▶ [Problem]: Swap each "specification" in the rows below for "format guide", and give the lines back with nothing else changed.

----

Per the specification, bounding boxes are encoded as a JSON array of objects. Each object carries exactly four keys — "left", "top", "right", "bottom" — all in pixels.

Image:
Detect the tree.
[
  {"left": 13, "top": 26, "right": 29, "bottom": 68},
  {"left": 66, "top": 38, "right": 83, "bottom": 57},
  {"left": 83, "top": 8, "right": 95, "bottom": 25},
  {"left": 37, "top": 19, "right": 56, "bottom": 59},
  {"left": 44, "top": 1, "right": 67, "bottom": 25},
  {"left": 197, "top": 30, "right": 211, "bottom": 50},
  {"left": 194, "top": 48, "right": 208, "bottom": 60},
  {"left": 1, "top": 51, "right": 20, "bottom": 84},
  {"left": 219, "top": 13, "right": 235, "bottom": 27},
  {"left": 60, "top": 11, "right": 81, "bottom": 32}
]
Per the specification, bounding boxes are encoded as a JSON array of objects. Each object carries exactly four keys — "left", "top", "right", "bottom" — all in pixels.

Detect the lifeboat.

----

▶ [The response]:
Per the format guide, bounding boxes are encoded as a JSON array of objects. Each object carries exactly four keys — "left", "top", "right", "bottom" — all in pixels.

Image:
Detect the tree.
[
  {"left": 13, "top": 26, "right": 29, "bottom": 68},
  {"left": 66, "top": 38, "right": 83, "bottom": 57},
  {"left": 83, "top": 8, "right": 95, "bottom": 25},
  {"left": 37, "top": 19, "right": 56, "bottom": 59},
  {"left": 44, "top": 1, "right": 67, "bottom": 25},
  {"left": 197, "top": 30, "right": 211, "bottom": 50},
  {"left": 194, "top": 48, "right": 208, "bottom": 60},
  {"left": 1, "top": 51, "right": 20, "bottom": 84},
  {"left": 219, "top": 13, "right": 235, "bottom": 27},
  {"left": 60, "top": 11, "right": 81, "bottom": 32}
]
Per the format guide, bounding boxes are encoded as a JSON array of objects. Each object carries exactly four keys — "left", "top", "right", "bottom" — all in pixels.

Detect the lifeboat.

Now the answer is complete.